PowerVR Rogue Architecture

Discussion in 'Mobile Graphics Architectures and IP' started by Rys, Oct 17, 2014.

Tags:
  1. Lazy8s

    Veteran

    Joined:
    Oct 3, 2002
    Messages:
    3,100
    Likes Received:
    19
    Those extra mobile CPU cores may be underutilized in general device usage and currently in graphics usage under GL ES, but Vulcan's (and similarly Metal's) multi-threaded capabilities help fix that for graphics and GPU compute, at least.

    Great demo for clearly showing the benefits of multi-processing the regenerated command buffers and keeping the GPU well fed.
     
  2. Ailuros

    Ailuros Epsilon plus three
    Legend Subscriber

    Joined:
    Feb 7, 2002
    Messages:
    9,468
    Likes Received:
    187
    Location:
    Chania
    True. However the purpose of big.LITTLE isn't to have all 8 cores at 2 quad clusters f.e. to run always at full tilt. If then you'd actually burn far more power then it was ever purposed for. As with all things what we need is a fine balance between performance and power consumption or better battery life. It won't do me any good if I get all my "8 cores" maxed out as much as possible if I have to run for a power plug about every hour.
     
    Grall likes this.
  3. Rys

    Rys Graphics @ AMD
    Moderator Veteran Alpha

    Joined:
    Oct 9, 2003
    Messages:
    4,174
    Likes Received:
    1,545
    Location:
    Beyond3D HQ
    The thing to remember is there are CPU benefits to be had whether you have one CPU or many. Even outside of multi-threaded use, there's just less CPU work happening in a Vulkan app and client driver in order to have the GPU do work.
     
  4. Infinisearch

    Veteran Regular

    Joined:
    Jul 22, 2004
    Messages:
    779
    Likes Received:
    146
    Location:
    USA
    Don't you mean potentially less? Since the responsibilities of the driver have been handed off to the application, doesn't it depend on exactly how the application deal with what the driver was responsible for before?
     
  5. Rys

    Rys Graphics @ AMD
    Moderator Veteran Alpha

    Joined:
    Oct 9, 2003
    Messages:
    4,174
    Likes Received:
    1,545
    Location:
    Beyond3D HQ
    Drivers for APIs like GLES do far far more than a Vulkan application now has to do, even though some of the responsibilities have shifted.
     
  6. Infinisearch

    Veteran Regular

    Joined:
    Jul 22, 2004
    Messages:
    779
    Likes Received:
    146
    Location:
    USA
    Can you give me some insight into this? I'm at a loss... I thought all the responsibility was shifted but since the application knows things about what its doing it can handle said responsibilities more efficiently depending on implementation.

--- --- ---

TASKS AND EXERCISES:
a: From the thread above, extract the text from "Ailuros Epsilon plus" up to and including "about every hour.".
b: In the thread, what does Lazy8s say the demo clearly shows?
c: Translate this sentence from the thread into German: "Drivers for APIs like GLES do far far more than a Vulkan application now has to do, even though some of the responsibilities have shifted."

Photo object pointing data:
--- --- ---

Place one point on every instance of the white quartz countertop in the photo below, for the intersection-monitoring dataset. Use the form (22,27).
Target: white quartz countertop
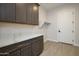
(8,39)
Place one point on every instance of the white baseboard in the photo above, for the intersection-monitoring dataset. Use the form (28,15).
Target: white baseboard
(52,40)
(76,45)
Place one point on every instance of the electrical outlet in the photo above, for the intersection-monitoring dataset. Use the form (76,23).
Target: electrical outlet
(72,40)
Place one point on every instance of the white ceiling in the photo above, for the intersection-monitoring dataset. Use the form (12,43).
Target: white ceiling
(49,6)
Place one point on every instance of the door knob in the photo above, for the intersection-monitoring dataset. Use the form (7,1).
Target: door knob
(59,31)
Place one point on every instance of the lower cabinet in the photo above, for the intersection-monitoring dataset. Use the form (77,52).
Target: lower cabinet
(31,47)
(37,46)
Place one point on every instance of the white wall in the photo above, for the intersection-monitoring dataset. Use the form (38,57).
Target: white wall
(10,31)
(52,17)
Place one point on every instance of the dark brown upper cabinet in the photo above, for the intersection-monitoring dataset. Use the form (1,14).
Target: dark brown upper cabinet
(26,13)
(7,12)
(32,13)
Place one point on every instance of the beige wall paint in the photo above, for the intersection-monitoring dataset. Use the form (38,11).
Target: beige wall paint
(10,31)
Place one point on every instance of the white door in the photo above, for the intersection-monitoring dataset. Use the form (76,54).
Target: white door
(65,27)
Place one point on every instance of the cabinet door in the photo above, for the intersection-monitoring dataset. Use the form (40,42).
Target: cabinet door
(15,53)
(26,51)
(20,13)
(32,14)
(7,12)
(37,46)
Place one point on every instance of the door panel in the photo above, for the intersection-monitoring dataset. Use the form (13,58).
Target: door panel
(65,26)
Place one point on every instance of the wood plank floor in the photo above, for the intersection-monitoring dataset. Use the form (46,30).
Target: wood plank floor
(59,49)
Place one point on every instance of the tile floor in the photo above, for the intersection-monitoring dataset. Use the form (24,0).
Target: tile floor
(59,49)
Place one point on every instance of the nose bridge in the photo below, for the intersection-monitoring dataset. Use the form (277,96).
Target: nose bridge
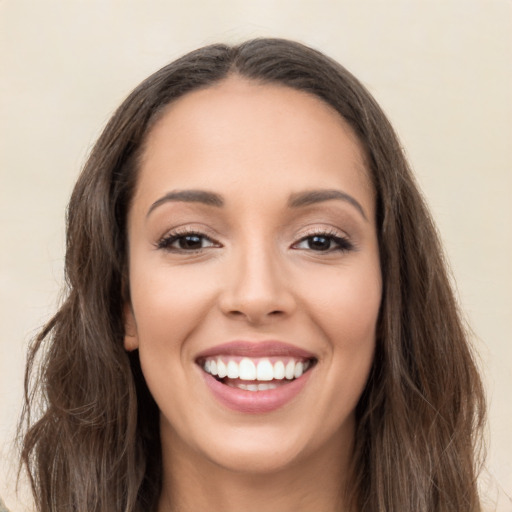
(257,287)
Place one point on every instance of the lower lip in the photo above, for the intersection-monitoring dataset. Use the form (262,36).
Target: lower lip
(256,402)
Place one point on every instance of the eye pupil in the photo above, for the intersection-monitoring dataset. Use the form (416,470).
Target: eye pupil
(190,242)
(319,243)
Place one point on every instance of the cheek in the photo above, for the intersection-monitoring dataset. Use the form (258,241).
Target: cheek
(168,303)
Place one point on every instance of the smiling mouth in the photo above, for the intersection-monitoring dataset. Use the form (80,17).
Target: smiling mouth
(255,374)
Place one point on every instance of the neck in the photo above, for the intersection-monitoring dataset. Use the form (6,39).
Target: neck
(191,483)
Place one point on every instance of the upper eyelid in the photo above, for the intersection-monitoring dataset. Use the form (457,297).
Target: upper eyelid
(182,231)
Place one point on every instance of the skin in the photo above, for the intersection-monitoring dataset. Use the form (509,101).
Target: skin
(254,276)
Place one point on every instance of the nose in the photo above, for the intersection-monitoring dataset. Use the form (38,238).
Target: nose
(257,288)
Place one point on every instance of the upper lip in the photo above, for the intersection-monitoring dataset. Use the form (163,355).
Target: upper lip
(265,348)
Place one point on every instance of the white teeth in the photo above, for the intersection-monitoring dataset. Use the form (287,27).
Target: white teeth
(232,370)
(222,371)
(265,370)
(279,370)
(299,368)
(258,369)
(289,370)
(247,369)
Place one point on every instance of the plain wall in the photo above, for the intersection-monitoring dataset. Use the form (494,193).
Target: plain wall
(441,69)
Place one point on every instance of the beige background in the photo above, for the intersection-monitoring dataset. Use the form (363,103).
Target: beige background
(441,69)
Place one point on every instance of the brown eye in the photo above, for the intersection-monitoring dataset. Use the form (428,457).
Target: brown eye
(319,243)
(186,242)
(324,242)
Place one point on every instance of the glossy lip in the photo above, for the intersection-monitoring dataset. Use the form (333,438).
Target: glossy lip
(245,401)
(255,402)
(267,348)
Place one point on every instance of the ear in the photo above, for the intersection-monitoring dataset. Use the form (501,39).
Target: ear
(131,339)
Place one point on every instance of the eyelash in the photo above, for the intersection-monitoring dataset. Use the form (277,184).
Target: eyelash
(342,243)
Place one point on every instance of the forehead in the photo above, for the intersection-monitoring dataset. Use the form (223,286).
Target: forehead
(264,136)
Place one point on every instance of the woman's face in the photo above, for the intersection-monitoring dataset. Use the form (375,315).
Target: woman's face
(253,251)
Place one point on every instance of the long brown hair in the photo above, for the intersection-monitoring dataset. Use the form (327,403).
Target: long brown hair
(91,440)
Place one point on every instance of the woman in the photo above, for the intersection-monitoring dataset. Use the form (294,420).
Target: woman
(258,313)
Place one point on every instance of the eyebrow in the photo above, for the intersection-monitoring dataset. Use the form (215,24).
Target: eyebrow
(318,196)
(189,196)
(296,200)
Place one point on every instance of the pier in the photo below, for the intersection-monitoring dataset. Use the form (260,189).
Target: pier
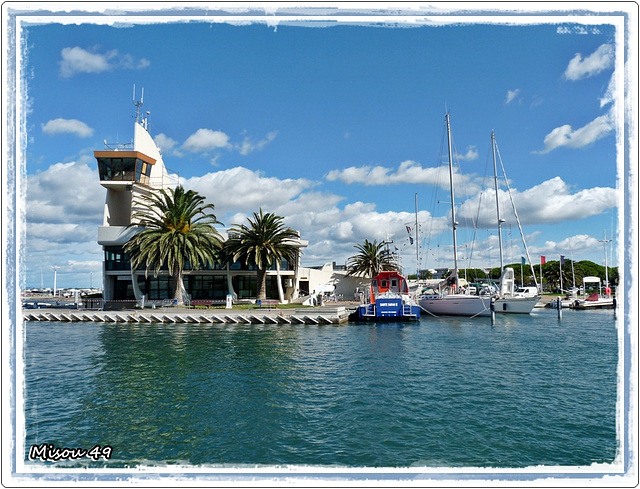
(307,315)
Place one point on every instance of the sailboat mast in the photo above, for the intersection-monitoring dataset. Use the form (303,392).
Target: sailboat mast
(453,206)
(495,180)
(417,243)
(606,269)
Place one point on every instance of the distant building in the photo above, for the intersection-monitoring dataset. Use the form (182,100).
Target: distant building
(130,171)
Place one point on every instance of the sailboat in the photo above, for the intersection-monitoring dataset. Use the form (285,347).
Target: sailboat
(508,299)
(449,301)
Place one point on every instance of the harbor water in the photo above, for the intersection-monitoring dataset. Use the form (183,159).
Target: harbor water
(526,391)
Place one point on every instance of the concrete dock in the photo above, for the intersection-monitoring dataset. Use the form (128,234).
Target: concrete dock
(307,315)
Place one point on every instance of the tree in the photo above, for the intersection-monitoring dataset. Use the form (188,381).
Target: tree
(372,258)
(264,242)
(177,229)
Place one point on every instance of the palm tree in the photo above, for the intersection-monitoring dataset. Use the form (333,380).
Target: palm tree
(372,258)
(263,242)
(177,229)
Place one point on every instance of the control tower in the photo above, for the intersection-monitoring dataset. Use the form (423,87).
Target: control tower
(128,171)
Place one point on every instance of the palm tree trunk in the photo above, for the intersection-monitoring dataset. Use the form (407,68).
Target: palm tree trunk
(230,284)
(280,291)
(176,285)
(262,284)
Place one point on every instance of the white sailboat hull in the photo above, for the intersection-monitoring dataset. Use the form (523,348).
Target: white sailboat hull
(456,305)
(515,305)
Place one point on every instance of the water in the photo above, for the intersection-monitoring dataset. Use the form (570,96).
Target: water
(529,390)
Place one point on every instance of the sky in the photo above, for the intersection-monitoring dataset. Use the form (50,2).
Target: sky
(337,124)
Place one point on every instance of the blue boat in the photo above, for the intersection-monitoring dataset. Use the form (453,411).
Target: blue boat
(388,300)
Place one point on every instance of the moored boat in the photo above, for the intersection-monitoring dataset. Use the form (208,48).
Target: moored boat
(388,300)
(508,300)
(450,301)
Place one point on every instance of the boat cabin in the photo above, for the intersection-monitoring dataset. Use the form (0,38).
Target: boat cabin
(390,282)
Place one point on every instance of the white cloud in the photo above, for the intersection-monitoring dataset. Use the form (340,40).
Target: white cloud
(78,60)
(65,193)
(470,155)
(63,209)
(165,143)
(241,190)
(249,146)
(204,140)
(600,60)
(551,201)
(566,136)
(67,126)
(407,172)
(511,95)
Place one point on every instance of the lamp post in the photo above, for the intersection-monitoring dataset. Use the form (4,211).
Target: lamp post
(55,278)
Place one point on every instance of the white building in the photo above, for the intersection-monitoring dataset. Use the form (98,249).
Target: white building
(130,171)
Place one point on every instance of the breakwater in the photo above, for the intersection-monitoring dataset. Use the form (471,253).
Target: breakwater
(310,315)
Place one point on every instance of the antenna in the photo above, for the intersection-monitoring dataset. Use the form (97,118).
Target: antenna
(136,103)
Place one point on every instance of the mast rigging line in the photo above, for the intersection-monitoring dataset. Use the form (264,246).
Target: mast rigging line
(515,212)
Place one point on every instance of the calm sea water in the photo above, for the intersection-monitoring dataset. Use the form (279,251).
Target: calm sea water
(529,390)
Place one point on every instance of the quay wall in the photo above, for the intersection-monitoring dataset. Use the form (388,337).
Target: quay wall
(313,315)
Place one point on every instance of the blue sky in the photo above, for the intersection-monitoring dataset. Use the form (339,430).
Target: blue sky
(336,126)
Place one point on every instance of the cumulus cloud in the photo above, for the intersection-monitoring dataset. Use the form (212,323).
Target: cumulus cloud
(77,60)
(165,143)
(204,140)
(67,126)
(242,190)
(51,200)
(511,95)
(408,171)
(249,146)
(63,209)
(550,202)
(470,155)
(568,137)
(597,62)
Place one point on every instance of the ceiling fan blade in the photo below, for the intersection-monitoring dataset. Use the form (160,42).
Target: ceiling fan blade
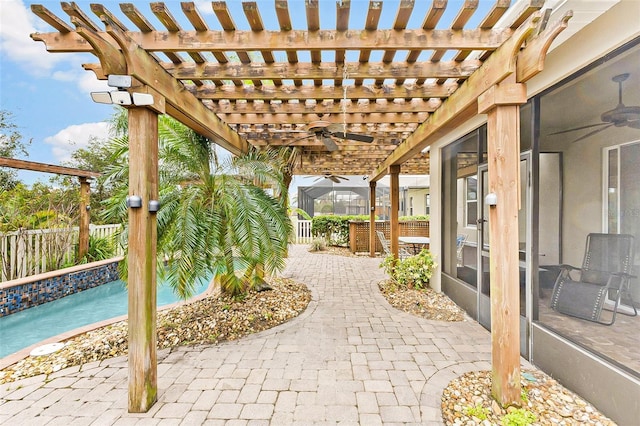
(353,136)
(329,143)
(588,126)
(299,139)
(591,133)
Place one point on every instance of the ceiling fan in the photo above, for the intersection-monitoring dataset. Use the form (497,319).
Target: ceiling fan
(332,177)
(620,116)
(325,132)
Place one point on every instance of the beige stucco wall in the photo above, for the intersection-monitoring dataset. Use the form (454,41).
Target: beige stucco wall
(615,27)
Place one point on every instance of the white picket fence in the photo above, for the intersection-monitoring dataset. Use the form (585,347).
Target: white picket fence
(30,252)
(303,231)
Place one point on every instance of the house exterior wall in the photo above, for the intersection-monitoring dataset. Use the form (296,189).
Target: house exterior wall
(600,382)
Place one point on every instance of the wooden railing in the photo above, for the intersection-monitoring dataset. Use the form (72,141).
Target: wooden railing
(359,232)
(30,252)
(303,232)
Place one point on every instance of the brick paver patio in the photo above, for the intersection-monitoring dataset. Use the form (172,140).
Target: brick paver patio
(350,358)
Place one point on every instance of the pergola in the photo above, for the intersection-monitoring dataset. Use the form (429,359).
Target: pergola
(85,190)
(234,87)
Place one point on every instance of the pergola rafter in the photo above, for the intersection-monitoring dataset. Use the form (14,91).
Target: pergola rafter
(235,87)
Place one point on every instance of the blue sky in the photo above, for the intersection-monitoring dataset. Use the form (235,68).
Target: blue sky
(48,94)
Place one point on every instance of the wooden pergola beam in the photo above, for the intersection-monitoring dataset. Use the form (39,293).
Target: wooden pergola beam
(462,105)
(46,168)
(354,118)
(299,40)
(286,93)
(323,70)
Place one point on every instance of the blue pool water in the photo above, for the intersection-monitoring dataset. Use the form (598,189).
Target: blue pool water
(24,328)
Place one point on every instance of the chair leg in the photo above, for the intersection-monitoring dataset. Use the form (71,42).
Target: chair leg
(617,304)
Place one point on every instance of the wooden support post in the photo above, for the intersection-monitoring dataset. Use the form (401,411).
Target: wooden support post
(373,239)
(143,182)
(83,228)
(394,194)
(503,135)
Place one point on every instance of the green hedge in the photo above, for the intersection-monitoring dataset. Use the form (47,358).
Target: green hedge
(334,229)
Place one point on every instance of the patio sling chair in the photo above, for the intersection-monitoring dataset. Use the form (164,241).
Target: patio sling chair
(402,252)
(604,276)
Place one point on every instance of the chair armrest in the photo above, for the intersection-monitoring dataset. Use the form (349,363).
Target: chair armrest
(565,271)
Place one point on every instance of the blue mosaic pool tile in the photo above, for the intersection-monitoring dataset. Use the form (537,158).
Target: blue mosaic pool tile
(20,297)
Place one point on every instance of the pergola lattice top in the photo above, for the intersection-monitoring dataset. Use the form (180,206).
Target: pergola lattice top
(236,87)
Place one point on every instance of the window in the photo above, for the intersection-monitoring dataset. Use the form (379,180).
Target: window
(471,201)
(622,209)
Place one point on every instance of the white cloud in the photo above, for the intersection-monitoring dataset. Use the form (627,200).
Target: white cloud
(16,23)
(88,82)
(74,137)
(204,7)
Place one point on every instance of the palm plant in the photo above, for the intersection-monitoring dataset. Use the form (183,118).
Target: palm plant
(216,219)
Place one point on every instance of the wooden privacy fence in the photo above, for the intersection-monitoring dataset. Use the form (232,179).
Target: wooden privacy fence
(359,232)
(35,251)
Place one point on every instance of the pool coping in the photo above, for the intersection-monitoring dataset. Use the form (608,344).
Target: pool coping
(17,356)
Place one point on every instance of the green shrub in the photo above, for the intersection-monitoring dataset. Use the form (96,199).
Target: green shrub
(478,412)
(318,244)
(519,417)
(334,229)
(99,249)
(412,272)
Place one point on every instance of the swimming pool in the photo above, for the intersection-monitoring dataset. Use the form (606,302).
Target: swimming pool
(33,325)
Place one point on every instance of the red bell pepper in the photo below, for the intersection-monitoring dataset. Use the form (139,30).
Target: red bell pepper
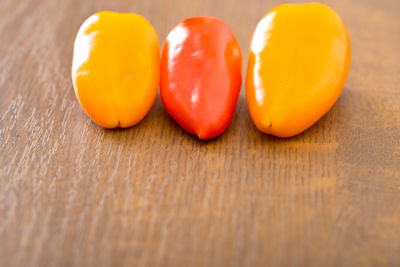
(201,76)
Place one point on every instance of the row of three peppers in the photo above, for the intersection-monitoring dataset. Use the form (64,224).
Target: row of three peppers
(296,70)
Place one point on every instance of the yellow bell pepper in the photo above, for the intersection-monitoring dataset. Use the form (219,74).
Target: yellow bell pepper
(115,68)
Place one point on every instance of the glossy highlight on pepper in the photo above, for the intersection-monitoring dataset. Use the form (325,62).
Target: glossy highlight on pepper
(298,63)
(115,69)
(201,75)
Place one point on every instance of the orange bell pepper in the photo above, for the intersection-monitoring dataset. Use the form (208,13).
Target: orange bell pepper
(115,69)
(298,63)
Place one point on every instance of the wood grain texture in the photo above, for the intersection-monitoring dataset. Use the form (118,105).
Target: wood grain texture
(74,194)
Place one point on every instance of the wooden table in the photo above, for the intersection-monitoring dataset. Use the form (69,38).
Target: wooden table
(74,194)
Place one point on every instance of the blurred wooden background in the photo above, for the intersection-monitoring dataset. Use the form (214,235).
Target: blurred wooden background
(74,194)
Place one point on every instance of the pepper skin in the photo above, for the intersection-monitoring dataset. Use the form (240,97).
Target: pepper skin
(201,76)
(298,63)
(116,68)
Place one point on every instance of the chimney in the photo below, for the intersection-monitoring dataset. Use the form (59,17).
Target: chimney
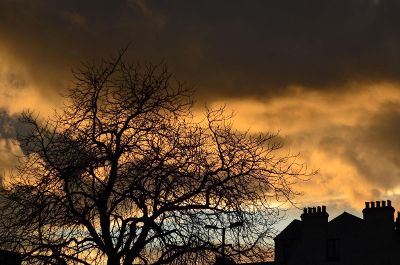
(380,214)
(315,215)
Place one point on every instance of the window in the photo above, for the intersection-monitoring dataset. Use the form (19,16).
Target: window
(333,249)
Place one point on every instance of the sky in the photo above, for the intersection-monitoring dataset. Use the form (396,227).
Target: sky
(324,74)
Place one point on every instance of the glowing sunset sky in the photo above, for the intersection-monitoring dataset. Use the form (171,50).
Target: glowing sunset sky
(323,73)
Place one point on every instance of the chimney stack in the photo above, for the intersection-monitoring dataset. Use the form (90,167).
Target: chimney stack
(379,213)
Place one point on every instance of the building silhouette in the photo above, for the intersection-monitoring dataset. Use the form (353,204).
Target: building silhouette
(346,239)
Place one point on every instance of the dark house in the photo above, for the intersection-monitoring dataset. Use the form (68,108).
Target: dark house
(346,239)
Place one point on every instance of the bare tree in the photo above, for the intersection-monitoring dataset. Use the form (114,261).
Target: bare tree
(124,175)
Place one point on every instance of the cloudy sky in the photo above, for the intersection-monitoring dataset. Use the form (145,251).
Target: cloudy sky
(324,74)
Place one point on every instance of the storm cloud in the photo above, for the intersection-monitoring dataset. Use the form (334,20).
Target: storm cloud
(224,48)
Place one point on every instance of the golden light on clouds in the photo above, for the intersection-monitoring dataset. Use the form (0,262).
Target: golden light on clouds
(334,132)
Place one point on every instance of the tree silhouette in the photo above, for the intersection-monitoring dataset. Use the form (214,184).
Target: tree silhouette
(125,175)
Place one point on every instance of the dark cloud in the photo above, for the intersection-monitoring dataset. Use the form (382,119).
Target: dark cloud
(224,48)
(373,148)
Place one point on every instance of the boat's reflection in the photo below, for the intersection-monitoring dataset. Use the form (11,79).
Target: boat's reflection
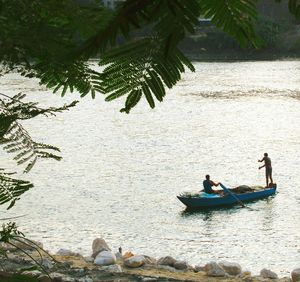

--- --- ---

TASK SOLUTIONS:
a:
Ailuros Epsilon plus three
    Legend Subscriber

    Joined:
    Feb 7, 2002
    Messages:
    9,468
    Likes Received:
    187
    Location:
    Chania
    True. However the purpose of big.LITTLE isn't to have all 8 cores at 2 quad clusters f.e. to run always at full tilt. If then you'd actually burn far more power then it was ever purposed for. As with all things what we need is a fine balance between performance and power consumption or better battery life. It won't do me any good if I get all my "8 cores" maxed out as much as possible if I have to run for a power plug about every hour.

b: The benefits of multi-processing the regenerated command buffers and keeping the GPU well fed.

c: Treiber für APIs wie GLES leisten weit, weit mehr, als eine Vulkan-Anwendung jetzt leisten muss, auch wenn sich einige der Zuständigkeiten verlagert haben.